- Exercise objective
Copy the lines below verbatim, beginning at the line that contains "target: green stem" and stopping after the line that contains "178 8 L 182".

- Given records
----------------
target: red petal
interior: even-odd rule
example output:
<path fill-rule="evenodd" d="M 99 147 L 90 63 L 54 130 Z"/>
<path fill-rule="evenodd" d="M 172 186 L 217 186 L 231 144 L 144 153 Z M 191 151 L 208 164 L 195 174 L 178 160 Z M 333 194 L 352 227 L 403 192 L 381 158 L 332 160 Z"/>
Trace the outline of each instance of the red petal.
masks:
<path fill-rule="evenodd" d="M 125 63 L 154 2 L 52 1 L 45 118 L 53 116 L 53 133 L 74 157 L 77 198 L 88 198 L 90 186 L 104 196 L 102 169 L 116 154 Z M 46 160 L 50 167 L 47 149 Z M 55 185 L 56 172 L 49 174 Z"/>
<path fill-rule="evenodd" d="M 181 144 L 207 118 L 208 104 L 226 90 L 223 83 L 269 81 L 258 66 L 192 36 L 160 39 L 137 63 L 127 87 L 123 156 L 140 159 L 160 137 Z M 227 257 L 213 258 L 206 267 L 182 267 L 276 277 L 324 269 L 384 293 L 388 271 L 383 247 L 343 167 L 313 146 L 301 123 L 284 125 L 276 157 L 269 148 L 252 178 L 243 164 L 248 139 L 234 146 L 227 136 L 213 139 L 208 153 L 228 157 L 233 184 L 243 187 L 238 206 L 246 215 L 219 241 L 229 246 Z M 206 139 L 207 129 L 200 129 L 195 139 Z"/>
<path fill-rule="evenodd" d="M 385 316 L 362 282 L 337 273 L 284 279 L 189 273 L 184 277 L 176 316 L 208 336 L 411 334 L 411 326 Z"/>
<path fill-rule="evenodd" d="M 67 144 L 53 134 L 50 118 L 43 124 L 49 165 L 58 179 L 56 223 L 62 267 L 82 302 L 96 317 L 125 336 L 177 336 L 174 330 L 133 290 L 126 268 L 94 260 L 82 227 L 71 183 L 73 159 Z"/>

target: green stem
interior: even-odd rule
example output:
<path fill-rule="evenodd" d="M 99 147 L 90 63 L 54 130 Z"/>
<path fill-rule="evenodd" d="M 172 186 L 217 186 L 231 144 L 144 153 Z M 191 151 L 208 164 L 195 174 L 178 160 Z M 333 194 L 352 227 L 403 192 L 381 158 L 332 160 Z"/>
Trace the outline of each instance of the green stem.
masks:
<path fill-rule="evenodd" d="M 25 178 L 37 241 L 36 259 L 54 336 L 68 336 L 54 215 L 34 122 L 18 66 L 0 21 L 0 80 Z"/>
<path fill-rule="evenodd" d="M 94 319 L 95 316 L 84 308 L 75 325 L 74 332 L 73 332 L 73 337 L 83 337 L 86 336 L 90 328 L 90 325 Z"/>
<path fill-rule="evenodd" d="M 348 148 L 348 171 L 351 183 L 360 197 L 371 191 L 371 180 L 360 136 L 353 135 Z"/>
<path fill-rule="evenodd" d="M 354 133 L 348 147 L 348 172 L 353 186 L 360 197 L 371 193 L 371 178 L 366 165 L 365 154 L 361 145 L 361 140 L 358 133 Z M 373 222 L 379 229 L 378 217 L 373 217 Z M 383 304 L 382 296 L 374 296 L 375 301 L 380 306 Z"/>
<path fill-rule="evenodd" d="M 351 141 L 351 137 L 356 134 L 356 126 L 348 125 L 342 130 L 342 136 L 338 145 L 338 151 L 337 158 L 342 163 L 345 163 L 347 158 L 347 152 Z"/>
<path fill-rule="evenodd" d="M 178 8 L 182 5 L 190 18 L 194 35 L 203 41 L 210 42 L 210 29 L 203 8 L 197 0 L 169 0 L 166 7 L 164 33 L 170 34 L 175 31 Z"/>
----------------
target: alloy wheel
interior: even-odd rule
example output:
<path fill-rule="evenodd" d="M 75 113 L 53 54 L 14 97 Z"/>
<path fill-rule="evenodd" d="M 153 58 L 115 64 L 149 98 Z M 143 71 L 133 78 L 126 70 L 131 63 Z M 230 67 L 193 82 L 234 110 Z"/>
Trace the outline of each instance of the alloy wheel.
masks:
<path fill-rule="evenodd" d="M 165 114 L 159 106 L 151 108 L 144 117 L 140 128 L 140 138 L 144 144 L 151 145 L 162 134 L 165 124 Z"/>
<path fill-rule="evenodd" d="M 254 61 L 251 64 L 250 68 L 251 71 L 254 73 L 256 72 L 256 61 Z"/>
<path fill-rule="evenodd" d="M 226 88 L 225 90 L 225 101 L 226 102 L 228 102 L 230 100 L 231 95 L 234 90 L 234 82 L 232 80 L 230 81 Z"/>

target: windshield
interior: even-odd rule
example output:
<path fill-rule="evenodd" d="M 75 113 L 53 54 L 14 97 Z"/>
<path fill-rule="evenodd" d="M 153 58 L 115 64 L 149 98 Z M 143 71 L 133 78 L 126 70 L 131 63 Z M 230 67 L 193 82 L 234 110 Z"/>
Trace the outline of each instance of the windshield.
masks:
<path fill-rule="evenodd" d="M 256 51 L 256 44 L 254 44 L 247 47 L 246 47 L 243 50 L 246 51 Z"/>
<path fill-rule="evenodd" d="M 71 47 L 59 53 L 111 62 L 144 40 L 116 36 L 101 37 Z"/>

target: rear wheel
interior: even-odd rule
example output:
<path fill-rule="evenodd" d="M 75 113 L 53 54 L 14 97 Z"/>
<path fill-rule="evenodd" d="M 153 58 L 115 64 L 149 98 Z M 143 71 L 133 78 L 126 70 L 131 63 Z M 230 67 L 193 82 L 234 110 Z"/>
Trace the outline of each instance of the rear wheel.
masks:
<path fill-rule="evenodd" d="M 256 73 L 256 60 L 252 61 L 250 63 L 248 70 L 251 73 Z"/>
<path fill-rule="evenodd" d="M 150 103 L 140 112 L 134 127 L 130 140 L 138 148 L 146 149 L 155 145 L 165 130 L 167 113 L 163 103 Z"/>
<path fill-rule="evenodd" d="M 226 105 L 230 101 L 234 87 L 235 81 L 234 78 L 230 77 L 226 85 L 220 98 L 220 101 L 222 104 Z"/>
----------------
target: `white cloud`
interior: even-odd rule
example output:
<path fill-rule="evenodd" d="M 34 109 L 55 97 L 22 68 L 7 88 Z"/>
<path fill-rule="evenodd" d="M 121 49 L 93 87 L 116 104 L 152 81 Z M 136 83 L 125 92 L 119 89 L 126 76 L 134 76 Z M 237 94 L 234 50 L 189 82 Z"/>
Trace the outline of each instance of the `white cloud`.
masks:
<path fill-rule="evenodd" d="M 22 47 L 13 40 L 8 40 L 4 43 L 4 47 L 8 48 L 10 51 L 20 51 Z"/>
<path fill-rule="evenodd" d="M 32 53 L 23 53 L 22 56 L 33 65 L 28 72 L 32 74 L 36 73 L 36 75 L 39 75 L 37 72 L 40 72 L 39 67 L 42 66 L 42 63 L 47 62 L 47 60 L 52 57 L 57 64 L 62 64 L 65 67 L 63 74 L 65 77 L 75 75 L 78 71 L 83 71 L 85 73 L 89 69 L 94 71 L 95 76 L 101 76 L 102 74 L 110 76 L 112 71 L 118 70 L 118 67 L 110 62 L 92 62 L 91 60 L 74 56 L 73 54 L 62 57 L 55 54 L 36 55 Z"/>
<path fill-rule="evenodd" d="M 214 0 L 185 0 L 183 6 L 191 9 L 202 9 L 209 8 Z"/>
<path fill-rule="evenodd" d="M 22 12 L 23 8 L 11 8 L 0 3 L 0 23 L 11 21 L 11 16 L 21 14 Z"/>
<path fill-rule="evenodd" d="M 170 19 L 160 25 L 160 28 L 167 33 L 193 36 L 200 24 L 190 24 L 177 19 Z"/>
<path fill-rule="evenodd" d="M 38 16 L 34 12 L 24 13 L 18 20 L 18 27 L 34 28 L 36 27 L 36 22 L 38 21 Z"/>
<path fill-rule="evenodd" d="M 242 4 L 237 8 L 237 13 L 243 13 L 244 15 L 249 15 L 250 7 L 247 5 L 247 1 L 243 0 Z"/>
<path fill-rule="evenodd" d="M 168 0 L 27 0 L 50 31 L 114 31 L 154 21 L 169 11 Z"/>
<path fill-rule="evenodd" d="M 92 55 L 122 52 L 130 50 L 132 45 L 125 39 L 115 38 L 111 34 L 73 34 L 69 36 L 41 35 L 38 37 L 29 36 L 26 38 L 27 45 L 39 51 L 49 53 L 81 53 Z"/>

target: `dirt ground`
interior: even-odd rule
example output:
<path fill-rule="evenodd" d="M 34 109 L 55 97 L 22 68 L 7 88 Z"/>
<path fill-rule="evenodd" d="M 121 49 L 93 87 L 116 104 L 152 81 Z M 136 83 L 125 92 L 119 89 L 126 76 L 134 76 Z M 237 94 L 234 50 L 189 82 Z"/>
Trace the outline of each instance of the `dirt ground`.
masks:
----------------
- Task result
target: green stem
interior: even-odd rule
example output:
<path fill-rule="evenodd" d="M 99 147 L 90 63 L 54 130 Z"/>
<path fill-rule="evenodd" d="M 172 186 L 217 186 L 231 144 L 144 153 Z M 191 151 L 208 164 L 195 174 L 178 160 Z M 333 194 L 352 227 L 403 192 L 381 158 L 332 160 Z"/>
Trace the outline of each instance of the green stem.
masks:
<path fill-rule="evenodd" d="M 25 178 L 37 241 L 36 259 L 54 336 L 68 336 L 54 215 L 34 122 L 18 66 L 0 21 L 0 80 Z"/>
<path fill-rule="evenodd" d="M 94 319 L 95 316 L 84 308 L 75 325 L 74 332 L 73 332 L 73 337 L 83 337 L 86 336 L 90 328 L 90 325 Z"/>
<path fill-rule="evenodd" d="M 348 148 L 348 171 L 351 183 L 360 197 L 371 191 L 371 180 L 360 136 L 353 135 Z"/>
<path fill-rule="evenodd" d="M 354 133 L 348 147 L 348 172 L 353 186 L 360 197 L 371 193 L 371 178 L 366 165 L 365 154 L 361 145 L 361 140 L 358 133 Z M 373 222 L 379 229 L 378 217 L 373 217 Z M 383 304 L 382 296 L 374 296 L 375 301 L 380 306 Z"/>
<path fill-rule="evenodd" d="M 351 141 L 351 137 L 356 134 L 356 126 L 348 125 L 342 130 L 342 136 L 338 145 L 338 151 L 337 158 L 342 163 L 345 163 L 347 158 L 347 152 Z"/>
<path fill-rule="evenodd" d="M 178 8 L 182 5 L 190 18 L 194 35 L 203 41 L 210 42 L 210 29 L 203 8 L 197 0 L 169 0 L 166 7 L 164 33 L 170 34 L 175 31 Z"/>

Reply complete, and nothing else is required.